**Short task:**
Please list every line in the rows below that contains the word "patterned", matching case.

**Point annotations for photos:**
┏━━
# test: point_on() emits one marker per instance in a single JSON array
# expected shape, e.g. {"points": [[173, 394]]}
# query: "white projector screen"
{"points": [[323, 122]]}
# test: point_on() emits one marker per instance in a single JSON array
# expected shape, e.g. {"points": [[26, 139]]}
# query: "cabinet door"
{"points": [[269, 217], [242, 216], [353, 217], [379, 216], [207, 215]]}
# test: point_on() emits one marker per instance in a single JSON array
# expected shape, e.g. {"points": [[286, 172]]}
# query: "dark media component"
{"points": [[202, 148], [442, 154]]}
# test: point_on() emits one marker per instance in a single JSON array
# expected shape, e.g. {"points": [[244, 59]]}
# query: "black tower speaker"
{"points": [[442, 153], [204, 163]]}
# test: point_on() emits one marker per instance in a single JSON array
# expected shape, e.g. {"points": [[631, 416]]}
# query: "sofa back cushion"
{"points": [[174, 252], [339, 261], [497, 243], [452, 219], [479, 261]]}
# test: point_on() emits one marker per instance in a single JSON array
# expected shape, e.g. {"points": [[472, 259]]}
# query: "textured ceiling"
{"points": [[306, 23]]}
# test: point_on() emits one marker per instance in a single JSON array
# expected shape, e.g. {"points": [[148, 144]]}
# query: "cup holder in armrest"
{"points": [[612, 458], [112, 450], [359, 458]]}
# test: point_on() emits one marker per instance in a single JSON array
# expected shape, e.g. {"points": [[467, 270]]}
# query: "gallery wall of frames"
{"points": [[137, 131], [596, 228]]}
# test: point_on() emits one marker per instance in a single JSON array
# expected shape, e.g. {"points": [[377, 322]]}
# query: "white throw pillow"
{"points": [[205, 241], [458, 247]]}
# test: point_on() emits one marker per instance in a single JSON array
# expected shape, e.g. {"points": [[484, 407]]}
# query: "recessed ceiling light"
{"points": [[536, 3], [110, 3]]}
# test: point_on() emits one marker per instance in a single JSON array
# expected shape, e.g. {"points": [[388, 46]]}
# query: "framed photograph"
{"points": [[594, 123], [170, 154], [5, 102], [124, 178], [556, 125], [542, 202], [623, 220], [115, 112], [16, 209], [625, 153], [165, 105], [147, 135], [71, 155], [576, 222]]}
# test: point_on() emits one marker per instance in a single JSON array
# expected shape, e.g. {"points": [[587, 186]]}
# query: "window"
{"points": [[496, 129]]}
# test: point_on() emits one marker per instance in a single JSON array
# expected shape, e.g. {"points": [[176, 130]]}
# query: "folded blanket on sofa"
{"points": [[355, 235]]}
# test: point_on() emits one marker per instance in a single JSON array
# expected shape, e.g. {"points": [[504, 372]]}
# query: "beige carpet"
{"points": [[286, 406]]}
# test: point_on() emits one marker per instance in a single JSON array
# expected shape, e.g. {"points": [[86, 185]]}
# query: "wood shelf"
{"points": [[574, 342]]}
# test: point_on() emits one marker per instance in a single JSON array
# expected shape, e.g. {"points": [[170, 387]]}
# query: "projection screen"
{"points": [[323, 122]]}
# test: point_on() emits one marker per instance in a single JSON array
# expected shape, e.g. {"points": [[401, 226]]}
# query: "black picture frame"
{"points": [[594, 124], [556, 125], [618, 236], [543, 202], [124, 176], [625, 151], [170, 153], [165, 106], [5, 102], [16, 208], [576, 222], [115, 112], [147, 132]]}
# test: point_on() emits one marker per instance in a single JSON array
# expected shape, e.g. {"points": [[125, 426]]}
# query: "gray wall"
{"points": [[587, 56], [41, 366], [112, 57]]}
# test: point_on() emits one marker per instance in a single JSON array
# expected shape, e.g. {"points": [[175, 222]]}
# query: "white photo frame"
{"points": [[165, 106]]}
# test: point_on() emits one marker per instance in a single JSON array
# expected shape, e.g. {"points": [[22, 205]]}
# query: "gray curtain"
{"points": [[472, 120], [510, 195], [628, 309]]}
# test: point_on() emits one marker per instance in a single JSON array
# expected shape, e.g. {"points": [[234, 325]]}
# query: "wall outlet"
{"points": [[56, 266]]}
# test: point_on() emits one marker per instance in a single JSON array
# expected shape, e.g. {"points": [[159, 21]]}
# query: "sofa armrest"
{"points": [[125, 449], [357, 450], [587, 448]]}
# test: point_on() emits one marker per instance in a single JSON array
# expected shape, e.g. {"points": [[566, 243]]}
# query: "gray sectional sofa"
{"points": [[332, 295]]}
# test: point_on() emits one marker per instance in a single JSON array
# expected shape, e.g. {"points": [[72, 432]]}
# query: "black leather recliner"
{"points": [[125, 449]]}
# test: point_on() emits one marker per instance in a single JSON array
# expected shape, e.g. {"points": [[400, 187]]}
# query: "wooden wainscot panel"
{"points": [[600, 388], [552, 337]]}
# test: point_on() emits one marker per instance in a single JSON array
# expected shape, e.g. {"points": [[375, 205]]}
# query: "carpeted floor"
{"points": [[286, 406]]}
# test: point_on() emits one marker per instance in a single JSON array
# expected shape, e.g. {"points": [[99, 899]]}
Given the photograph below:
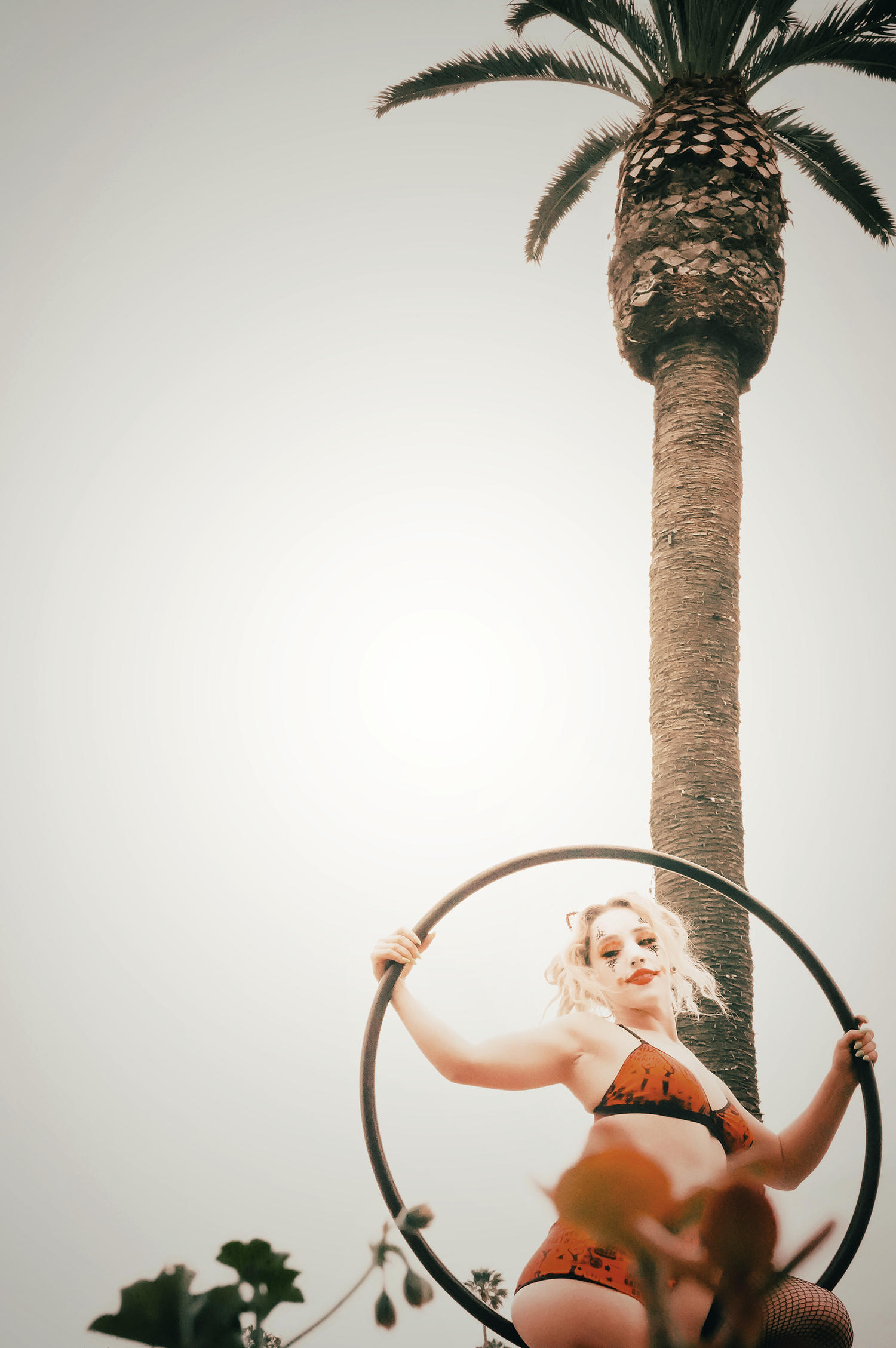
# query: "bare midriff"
{"points": [[689, 1154]]}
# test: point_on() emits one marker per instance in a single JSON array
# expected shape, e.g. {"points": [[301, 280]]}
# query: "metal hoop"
{"points": [[394, 1202]]}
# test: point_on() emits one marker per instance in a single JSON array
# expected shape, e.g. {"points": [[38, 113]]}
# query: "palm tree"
{"points": [[489, 1288], [696, 280]]}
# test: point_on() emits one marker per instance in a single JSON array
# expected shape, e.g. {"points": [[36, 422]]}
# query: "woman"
{"points": [[628, 962]]}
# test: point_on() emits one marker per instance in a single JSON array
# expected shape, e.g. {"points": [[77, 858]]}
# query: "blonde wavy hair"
{"points": [[577, 988]]}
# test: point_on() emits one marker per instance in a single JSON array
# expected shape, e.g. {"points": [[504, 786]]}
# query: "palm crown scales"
{"points": [[699, 208]]}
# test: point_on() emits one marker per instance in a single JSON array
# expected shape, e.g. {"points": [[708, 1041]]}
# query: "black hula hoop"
{"points": [[394, 1202]]}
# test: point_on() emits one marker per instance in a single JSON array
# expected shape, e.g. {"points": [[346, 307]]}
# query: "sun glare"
{"points": [[438, 688]]}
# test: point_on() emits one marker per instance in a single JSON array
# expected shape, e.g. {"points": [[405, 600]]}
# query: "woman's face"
{"points": [[628, 959]]}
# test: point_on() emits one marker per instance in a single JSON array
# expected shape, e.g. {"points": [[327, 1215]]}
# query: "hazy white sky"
{"points": [[325, 542]]}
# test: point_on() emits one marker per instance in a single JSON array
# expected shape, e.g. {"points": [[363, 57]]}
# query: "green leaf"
{"points": [[383, 1250], [417, 1291], [217, 1319], [384, 1310], [823, 159], [845, 37], [492, 66], [165, 1313], [572, 181], [604, 22], [265, 1270]]}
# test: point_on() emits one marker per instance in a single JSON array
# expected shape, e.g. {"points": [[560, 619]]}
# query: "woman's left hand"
{"points": [[855, 1046]]}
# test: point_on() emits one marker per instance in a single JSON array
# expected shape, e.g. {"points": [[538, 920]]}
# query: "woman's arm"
{"points": [[784, 1160], [539, 1057]]}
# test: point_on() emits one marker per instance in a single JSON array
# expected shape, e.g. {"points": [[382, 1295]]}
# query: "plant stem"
{"points": [[326, 1316]]}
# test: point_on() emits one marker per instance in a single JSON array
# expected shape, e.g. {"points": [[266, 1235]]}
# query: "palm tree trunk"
{"points": [[696, 804]]}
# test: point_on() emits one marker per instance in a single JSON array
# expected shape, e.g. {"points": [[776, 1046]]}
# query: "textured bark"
{"points": [[696, 804], [698, 226]]}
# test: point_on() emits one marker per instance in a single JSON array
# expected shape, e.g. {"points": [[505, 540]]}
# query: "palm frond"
{"points": [[604, 22], [770, 17], [572, 181], [824, 42], [478, 67], [524, 11], [636, 29], [829, 166], [665, 19]]}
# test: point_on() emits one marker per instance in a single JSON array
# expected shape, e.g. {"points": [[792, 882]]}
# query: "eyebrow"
{"points": [[615, 936]]}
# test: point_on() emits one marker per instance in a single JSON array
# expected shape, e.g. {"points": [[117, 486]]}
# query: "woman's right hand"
{"points": [[403, 947]]}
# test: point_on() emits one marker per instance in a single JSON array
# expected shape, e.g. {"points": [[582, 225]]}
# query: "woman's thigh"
{"points": [[565, 1313]]}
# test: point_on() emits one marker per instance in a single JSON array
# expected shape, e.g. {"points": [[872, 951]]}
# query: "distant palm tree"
{"points": [[489, 1288], [696, 281]]}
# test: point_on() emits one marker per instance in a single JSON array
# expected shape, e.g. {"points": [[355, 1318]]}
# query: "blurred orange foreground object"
{"points": [[604, 1195], [740, 1231]]}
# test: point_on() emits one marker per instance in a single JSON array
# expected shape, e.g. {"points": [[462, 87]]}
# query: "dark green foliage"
{"points": [[830, 169], [384, 1310], [167, 1315], [265, 1270], [417, 1291], [382, 1252], [572, 181], [478, 67], [488, 1286], [683, 39]]}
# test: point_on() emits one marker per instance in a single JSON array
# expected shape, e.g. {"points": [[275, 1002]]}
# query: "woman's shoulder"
{"points": [[588, 1029]]}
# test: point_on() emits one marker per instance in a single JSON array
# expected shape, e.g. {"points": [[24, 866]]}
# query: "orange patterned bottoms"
{"points": [[566, 1254]]}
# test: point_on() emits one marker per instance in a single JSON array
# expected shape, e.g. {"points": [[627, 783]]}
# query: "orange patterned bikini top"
{"points": [[650, 1082]]}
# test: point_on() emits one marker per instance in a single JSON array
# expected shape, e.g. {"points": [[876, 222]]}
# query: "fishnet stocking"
{"points": [[799, 1315]]}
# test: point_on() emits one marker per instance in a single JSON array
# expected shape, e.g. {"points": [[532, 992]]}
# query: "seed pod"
{"points": [[384, 1310], [417, 1291]]}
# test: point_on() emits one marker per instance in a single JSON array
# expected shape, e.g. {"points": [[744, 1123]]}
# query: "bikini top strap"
{"points": [[634, 1036]]}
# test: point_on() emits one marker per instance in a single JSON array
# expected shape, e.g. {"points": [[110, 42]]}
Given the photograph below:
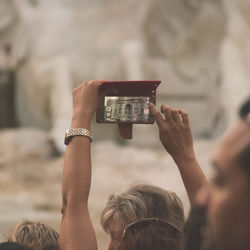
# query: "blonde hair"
{"points": [[32, 234], [143, 201]]}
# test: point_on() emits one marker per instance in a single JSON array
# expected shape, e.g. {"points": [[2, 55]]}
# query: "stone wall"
{"points": [[185, 43]]}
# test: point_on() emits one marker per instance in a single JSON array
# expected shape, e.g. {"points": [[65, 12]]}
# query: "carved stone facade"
{"points": [[57, 44]]}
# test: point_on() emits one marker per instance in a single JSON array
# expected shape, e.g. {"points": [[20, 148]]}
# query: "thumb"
{"points": [[156, 114]]}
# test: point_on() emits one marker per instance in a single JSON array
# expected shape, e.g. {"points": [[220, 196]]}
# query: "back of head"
{"points": [[143, 201], [34, 235], [151, 234], [13, 246]]}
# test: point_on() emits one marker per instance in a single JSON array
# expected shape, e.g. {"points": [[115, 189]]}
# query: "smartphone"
{"points": [[129, 104]]}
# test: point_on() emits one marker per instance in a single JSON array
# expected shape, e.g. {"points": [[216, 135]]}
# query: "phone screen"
{"points": [[125, 109]]}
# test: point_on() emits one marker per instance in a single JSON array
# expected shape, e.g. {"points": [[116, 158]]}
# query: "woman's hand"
{"points": [[86, 99], [174, 132]]}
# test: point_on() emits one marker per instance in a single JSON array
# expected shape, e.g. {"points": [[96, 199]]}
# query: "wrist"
{"points": [[81, 121]]}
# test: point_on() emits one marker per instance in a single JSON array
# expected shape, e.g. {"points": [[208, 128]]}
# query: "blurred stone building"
{"points": [[200, 49]]}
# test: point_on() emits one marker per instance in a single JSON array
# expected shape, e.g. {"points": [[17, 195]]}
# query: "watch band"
{"points": [[70, 133]]}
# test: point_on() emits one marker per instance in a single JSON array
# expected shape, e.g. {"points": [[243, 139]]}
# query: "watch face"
{"points": [[126, 109]]}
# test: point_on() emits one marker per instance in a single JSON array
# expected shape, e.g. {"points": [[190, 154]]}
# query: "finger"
{"points": [[185, 118], [167, 112], [156, 114], [109, 91], [175, 115]]}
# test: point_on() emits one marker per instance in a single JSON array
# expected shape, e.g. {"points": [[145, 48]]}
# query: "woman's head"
{"points": [[139, 202], [151, 234], [34, 235]]}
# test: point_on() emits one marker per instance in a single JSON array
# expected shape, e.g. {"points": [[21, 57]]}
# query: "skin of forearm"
{"points": [[77, 166]]}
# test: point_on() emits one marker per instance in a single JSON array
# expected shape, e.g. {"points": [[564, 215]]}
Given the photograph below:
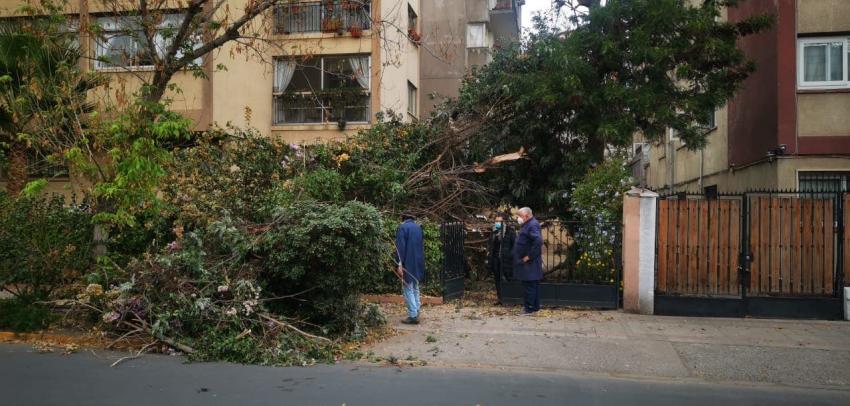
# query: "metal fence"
{"points": [[580, 252], [452, 236], [322, 16]]}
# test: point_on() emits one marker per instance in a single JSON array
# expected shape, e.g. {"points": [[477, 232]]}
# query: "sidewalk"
{"points": [[796, 353]]}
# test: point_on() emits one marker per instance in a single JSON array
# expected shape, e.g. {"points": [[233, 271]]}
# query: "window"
{"points": [[121, 42], [827, 182], [412, 99], [822, 63], [321, 90], [412, 19], [710, 121], [476, 35]]}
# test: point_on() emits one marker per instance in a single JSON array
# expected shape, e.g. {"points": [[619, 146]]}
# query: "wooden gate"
{"points": [[761, 254], [698, 247], [792, 246]]}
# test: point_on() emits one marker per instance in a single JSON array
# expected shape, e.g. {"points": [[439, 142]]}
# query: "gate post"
{"points": [[640, 214]]}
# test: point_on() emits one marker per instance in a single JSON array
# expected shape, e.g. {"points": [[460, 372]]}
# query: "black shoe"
{"points": [[411, 320]]}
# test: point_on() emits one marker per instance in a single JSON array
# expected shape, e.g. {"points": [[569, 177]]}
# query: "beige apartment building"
{"points": [[276, 92], [458, 35], [788, 128], [370, 49]]}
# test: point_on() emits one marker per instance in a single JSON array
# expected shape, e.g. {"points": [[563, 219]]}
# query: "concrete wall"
{"points": [[818, 16], [824, 114], [448, 59], [241, 95], [444, 35]]}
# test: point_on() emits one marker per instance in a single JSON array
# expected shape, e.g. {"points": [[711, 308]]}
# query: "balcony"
{"points": [[338, 16], [505, 5]]}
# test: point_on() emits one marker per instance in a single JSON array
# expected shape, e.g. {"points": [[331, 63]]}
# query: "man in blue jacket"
{"points": [[410, 246], [528, 260]]}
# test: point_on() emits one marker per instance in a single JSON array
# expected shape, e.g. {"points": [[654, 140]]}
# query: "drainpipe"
{"points": [[671, 171], [701, 168]]}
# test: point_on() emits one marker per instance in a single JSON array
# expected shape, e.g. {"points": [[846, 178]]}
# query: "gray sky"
{"points": [[531, 7]]}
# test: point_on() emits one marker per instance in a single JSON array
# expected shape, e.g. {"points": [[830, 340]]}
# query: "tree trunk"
{"points": [[161, 78], [18, 164]]}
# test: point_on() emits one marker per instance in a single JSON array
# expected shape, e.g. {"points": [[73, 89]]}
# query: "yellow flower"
{"points": [[94, 289]]}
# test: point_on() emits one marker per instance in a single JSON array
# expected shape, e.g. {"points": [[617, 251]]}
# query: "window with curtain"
{"points": [[321, 90], [822, 62], [476, 35], [412, 100], [121, 42]]}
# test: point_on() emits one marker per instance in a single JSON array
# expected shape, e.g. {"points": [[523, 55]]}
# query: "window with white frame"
{"points": [[476, 35], [822, 62], [121, 42], [710, 120], [322, 89], [412, 99]]}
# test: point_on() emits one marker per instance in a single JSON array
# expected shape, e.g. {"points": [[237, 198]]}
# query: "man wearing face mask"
{"points": [[500, 248], [528, 261]]}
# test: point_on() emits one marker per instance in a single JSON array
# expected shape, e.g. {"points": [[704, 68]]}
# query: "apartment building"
{"points": [[788, 128], [310, 51], [458, 35]]}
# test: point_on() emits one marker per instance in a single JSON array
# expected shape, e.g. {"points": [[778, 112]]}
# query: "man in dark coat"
{"points": [[528, 260], [500, 253], [410, 246]]}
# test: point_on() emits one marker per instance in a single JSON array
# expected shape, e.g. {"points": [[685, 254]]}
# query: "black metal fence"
{"points": [[579, 252], [327, 16], [452, 236]]}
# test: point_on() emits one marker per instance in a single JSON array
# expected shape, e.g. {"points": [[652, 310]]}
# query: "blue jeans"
{"points": [[411, 297], [531, 302]]}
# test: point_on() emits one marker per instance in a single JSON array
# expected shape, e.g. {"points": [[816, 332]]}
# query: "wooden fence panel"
{"points": [[723, 245], [755, 244], [713, 239], [817, 260], [661, 275], [672, 216], [846, 240], [793, 243], [774, 266], [734, 244], [702, 248], [785, 250], [796, 246], [828, 246], [682, 248]]}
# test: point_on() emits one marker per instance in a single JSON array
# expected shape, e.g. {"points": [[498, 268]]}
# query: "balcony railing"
{"points": [[504, 5], [322, 16]]}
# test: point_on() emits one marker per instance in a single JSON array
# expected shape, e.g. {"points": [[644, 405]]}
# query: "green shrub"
{"points": [[21, 314], [332, 252], [46, 245], [598, 206]]}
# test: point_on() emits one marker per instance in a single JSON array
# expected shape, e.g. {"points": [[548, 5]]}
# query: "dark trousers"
{"points": [[531, 303]]}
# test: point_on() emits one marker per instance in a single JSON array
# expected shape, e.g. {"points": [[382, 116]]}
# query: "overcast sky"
{"points": [[531, 7]]}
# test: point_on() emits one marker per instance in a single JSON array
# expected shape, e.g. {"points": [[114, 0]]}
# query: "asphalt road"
{"points": [[86, 378]]}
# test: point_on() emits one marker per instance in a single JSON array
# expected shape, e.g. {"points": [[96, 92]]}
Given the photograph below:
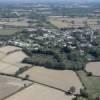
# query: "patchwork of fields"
{"points": [[39, 92], [57, 79], [48, 84]]}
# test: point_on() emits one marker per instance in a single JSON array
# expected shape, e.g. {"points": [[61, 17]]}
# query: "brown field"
{"points": [[9, 85], [39, 92], [93, 67], [68, 22], [58, 79]]}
┗━━
**Final result:**
# query: "orange patterned bottoms"
# query: "orange patterned bikini top"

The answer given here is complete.